▶ [TASK INSTRUCTIONS]
a: List the three qualities that the map piece below says traditional mapmakers balanced when documenting spatial information.
b: From the map piece below, return everything from "Maps are made" down to "aesthetics and readability.", copied word for word.

— Begin SOURCE EXCERPT —

I Can See You From The Sky!

I drive and I am good at getting lost on the roads.

Maps are made for many purposes. One of them must be to guide lost sheep like me. With a Street Directory in hand, I usually survive.

A map is a 2D representation of the features of an area of the earth. Traditionally, maps are hand drawn by cartographers, or mapmakers. Spatial information were meticulously documented, balancing accuracy, aesthetics and readability.

Ancient maps were illustrative using more pictorial representation than words. Long before we have had written words, maps were already in use. The first known map is believed to be more than 10,000 years old. Singapore maps do not date back so far but it is interesting to imagine the earlier days from the illustration on these maps.

With the advent of modern surveying technology, maps became more accurate over time. Maps were never interactive until computers came along. Now, maps are digitized.

Google maps is a free web mapping service application and its related product, Google Earth allows satellite views. This brings us to a new era of map reading which potentially promises real time information.

Google Earth provide satellite imagery of varying resolution. At its best, we can only see the top of buildings leaving out other details. Certain images are also partially covered with clouds.

— End SOURCE EXCERPT —
— Begin SOURCE MATERIAL —

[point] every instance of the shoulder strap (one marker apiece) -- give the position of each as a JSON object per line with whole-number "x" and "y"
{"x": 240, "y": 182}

— End SOURCE MATERIAL —

▶ [EXPECTED RESULTS]
a: accuracy, aesthetics, readability

b:
Maps are made for many purposes. One of them must be to guide lost sheep like me. With a Street Directory in hand, I usually survive.

A map is a 2D representation of the features of an area of the earth. Traditionally, maps are hand drawn by cartographers, or mapmakers. Spatial information were meticulously documented, balancing accuracy, aesthetics and readability.